◆ EXERCISE DIRECTIONS
Exact transcription of the data below is required, without the images.

◆ GIVEN DATA

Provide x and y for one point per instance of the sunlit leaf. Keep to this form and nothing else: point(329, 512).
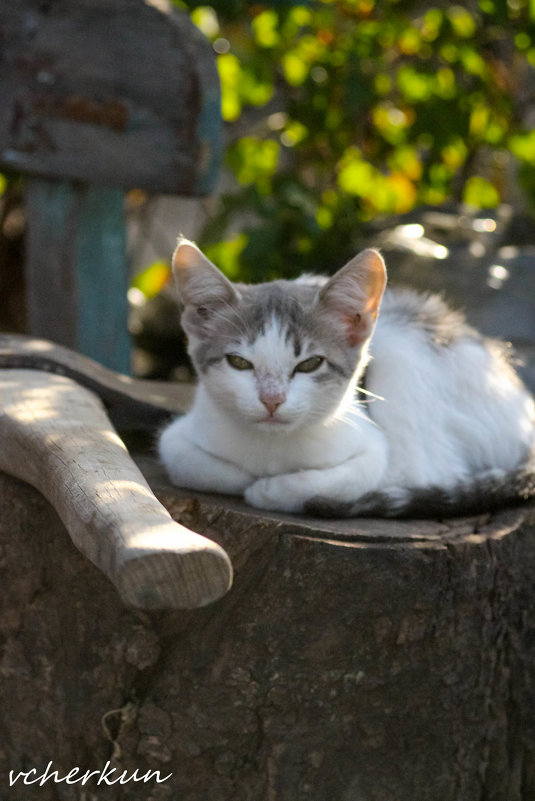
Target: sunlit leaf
point(152, 280)
point(205, 18)
point(265, 28)
point(461, 21)
point(230, 74)
point(523, 147)
point(294, 68)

◆ TASK ANSWER
Provide x and y for one point per instance of the sunlit leaf. Keep to this form and nothing else: point(329, 512).
Target: sunlit leaf
point(152, 280)
point(205, 18)
point(265, 28)
point(461, 21)
point(230, 74)
point(523, 147)
point(294, 68)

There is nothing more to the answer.